— START Quoted text —
Which brings me to the third word: “generative”. When we talk about “generative art”, what do we mean? The term isn’t particularly well defined, but what we typically (not always) mean is that generative art is computational artwork that incorporates some source of noise, disorder, or randomness (natural or artificial) into the artistic process itself. It’s a kind of perverse artistry: almost always we’re working with computers, one of the most precise and flexible tools that humans have devised, and yet we are deliberately making the products of the machine unpredictable, unknowable even to the artist.
We are writing code that makes unpredictable paintings.
Art is theft
Okay that’s quite enough preamble. Let’s stop talking and start making some art! Following Picasso’s dictum that “art is theft” I want to begin with an act of wholesale thievery. I am going to co-opt tools that were created for serious data science purposes and repurpose them for art. If you’re in this room with me then you already know these tools by name: ggplot2 is an R package designed for data visualisation; dplyr is designed for data manipulation; tibble is designed for data representation. None of these packages were created for artists. They’re practical tools designed for statisticians, data scientists, analysts, and other knowledge workers.
Fuck it. Let’s steal them. Sorry Hadley.
Let’s start with a data visualisation exercise that most R users have encountered at one time or another: creating a scatterplot. The ggplot2 package supplies the tediously-overused mpg
data set that… I don’t know, it has something to do with cars, I think? I don’t drive and I am trying very hard to pretend I never learned anything about the internal combustion engine. The point here is that we have a data set. From the perspective of the generative artist our main concern is that it’s a table that contains some numbers and text organised in a table:
mpg
# A tibble: 234 × 11
manufacturer model displ year cyl trans drv cty hwy fl class
<chr> <chr> <dbl> <int> <int> <chr> <chr> <int> <int> <chr> <chr>
1 audi a4 1.8 1999 4 auto… f 18 29 p comp…
2 audi a4 1.8 1999 4 manu… f 21 29 p comp…
3 audi a4 2 2008 4 manu… f 20 31 p comp…
4 audi a4 2 2008 4 auto… f 21 30 p comp…
5 audi a4 2.8 1999 6 auto… f 16 26 p comp…
6 audi a4 2.8 1999 6 manu… f 18 26 p comp…
7 audi a4 3.1 2008 6 auto… f 18 27 p comp…
8 audi a4 quattro 1.8 1999 4 manu… 4 18 26 p comp…
9 audi a4 quattro 1.8 1999 4 auto… 4 16 25 p comp…
10 audi a4 quattro 2 2008 4 manu… 4 20 28 p comp…
# … with 224 more rows
We need not concern ourselves with why displ
refers to engine displacement nor what that term even means. Nor do we have to care about how hwy
represents highway mileage or how drv
has something to do with gears. Really, this is not our concern. As generative artists we think of these as raw sources of structure and randomness.
Here’s what I mean. As a data scientist, I might draw a plot like this:
|>
mpg ggplot(aes(displ, hwy, colour = drv)) +
geom_point()
— END Quoted text —
— START Entries shown —
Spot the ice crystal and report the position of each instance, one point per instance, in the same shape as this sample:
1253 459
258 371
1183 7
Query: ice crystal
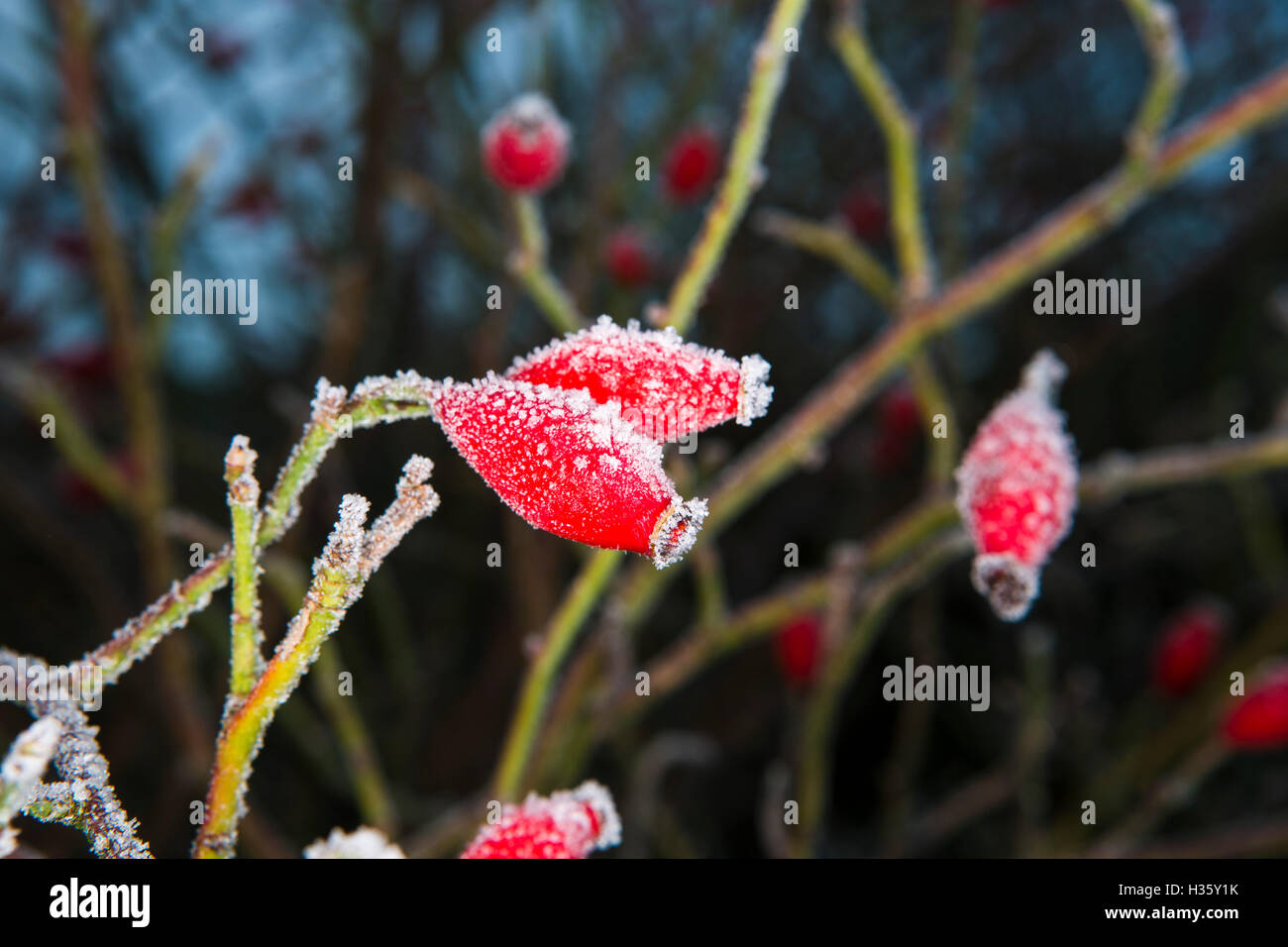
362 843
— END Entries shown —
Tasks:
A. Translate the sentence "We are writing code that makes unpredictable paintings." from the passage on generative art into Spanish.
B. Extend the passage on generative art, picking up immediately after its final line.

Answers to each task:
A. Estamos escribiendo código que crea pinturas impredecibles.

B.
On the x-axis I’ve plotted one column in the table, on the y-axis I’ve plotted another column, and each row in the table shows up as a dot. A third row of the table is used to supply the colour. Because ggplot2 is designed to support interpretation, the resulting plot has a collection of guides, legends and other labels. In the world of data visualisation, these things are essential for helping the viewer understand how the picture relates to the thing in the world (cars, apparently) that the data pertains to.
As an artist, I cannot be bothered with such dull practicalities. Let’s get rid of all of them, and – violating all sorts of data visualisation best practices – I’m going to vary the size of the dots in a way that doesn’t help anyone make sense of the data:
|>
mpg ggplot(aes(displ, hwy, colour = drv, size = cyl)) +
geom_point(show.legend = FALSE) +
theme_void() +
scale_color_brewer()
Once we strip away the practical purpose of the data visualisation, we’re left with something that isn’t quite so easy to interpret, but is… well, it’s kind of pretty, right? There’s an overall structure to the scatterplot. The colours, shapes, and positions of the data don’t necessarily tell an easily-understood story about the real world anymore but they’re quite pleasing to look at.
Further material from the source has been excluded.